# Selection:
● ● ●
I was wondering whether you or Richard Farber would react first. I understand that Cage's piece made a statement to his peers, but to concertgoers (they pay the bills), it's worse than uninteresting, it's insulting. Music is a form of performing art, and if the performer can play a piece perfectly without being able to play an instrument (or even without being alive, come to think of it), what makes the piece art and what makes the performer an artist? Would you buy a CD with 45 minutes of silence? I can compose such a piece in a few minutes and record it while you wait.

If silence, creaking floors, and, I suppose, recordings made inside autos as they are crushed are all music, then there are no criteria for judging music. If there are no criteria or standards, nothing's better or worse than anything else. Limericks are as good as Shakespeare's sonnets. That seems intuitively unacceptable to me, and I doubt that I'm alone in that notion. I know my criteria aren't crisp, but as a minimum, they include the belief that art without a reasonable level of craftsmanship is unworthy of serious attention.
● ● ●
(Records from a collection)
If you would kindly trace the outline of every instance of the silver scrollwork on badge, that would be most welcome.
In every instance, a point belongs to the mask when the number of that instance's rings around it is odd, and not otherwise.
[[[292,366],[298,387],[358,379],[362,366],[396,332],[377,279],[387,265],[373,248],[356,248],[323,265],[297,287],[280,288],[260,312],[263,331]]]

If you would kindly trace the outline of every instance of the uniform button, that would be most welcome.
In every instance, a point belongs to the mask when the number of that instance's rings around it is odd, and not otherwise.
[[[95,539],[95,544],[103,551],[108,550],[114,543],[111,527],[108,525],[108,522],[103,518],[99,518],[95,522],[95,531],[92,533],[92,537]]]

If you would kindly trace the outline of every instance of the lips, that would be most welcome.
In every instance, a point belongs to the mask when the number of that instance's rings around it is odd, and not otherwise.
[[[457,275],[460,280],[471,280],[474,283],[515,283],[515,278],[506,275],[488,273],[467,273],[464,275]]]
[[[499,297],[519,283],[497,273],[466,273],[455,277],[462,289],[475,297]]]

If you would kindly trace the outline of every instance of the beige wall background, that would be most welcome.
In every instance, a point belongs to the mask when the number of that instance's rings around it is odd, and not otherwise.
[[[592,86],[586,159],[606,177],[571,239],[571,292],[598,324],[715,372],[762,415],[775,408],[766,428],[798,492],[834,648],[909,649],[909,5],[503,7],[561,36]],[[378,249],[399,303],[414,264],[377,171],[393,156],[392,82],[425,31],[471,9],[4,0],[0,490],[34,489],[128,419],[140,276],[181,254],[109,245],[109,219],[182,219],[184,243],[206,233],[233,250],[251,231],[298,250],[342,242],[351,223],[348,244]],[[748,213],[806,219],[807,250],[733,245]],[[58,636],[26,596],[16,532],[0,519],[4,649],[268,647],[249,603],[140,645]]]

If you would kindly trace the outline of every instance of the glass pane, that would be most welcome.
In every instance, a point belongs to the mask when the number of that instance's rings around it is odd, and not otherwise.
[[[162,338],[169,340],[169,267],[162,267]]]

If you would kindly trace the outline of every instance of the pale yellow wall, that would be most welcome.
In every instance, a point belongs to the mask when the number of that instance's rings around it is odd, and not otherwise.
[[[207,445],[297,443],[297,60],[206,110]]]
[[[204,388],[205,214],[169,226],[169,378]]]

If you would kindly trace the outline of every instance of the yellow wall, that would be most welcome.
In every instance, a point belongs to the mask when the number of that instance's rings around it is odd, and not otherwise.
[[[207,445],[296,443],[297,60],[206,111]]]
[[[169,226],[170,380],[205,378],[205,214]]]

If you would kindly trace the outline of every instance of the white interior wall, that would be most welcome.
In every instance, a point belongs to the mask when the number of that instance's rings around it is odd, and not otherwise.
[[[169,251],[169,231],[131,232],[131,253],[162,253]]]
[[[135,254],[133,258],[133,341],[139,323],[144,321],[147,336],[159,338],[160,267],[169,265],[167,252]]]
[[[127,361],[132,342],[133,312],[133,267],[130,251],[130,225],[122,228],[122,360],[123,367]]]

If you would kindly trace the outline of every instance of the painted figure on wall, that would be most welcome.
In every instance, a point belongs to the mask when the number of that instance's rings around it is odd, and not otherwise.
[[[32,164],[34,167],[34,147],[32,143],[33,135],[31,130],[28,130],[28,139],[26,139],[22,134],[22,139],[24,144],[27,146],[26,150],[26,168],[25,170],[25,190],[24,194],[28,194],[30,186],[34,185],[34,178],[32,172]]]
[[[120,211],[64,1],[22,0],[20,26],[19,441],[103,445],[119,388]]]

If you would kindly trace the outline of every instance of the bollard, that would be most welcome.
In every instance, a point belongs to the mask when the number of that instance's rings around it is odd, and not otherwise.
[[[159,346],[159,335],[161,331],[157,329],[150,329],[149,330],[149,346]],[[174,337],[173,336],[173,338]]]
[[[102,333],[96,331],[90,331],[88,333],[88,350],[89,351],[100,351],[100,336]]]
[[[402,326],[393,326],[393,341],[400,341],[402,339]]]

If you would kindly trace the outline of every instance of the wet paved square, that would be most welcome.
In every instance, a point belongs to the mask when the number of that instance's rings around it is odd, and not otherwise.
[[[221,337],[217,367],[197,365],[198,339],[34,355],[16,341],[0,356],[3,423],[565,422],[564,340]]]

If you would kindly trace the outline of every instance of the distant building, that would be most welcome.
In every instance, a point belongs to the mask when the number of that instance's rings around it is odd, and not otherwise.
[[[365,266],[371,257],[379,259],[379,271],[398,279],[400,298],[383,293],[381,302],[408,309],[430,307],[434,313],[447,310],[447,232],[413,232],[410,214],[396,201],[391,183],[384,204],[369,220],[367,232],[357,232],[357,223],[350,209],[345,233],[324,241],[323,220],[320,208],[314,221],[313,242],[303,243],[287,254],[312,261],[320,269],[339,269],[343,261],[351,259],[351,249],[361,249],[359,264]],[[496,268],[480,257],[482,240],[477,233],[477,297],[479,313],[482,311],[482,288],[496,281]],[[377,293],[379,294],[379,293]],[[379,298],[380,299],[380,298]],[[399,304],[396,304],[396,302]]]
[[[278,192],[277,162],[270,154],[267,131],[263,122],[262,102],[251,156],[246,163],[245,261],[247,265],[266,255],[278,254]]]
● ● ●
# Required actions:
1 > Answer these questions using the passage about Cage's piece.
(a) Who pays the bills?
(b) How many minutes of silence are on the CD the writer asks about?
(c) What are limericks said to be as good as when there are no criteria or standards?
2 > Reproduce the passage about Cage's piece from "If silence, creaking" to "of serious attention.".

# Solutions below:
1 >
(a) Concertgoers.
(b) 45 minutes.
(c) Shakespeare's sonnets.

2 >
If silence, creaking floors, and, I suppose, recordings made inside autos as they are crushed are all music, then there are no criteria for judging music. If there are no criteria or standards, nothing's better or worse than anything else. Limericks are as good as Shakespeare's sonnets. That seems intuitively unacceptable to me, and I doubt that I'm alone in that notion. I know my criteria aren't crisp, but as a minimum, they include the belief that art without a reasonable level of craftsmanship is unworthy of serious attention.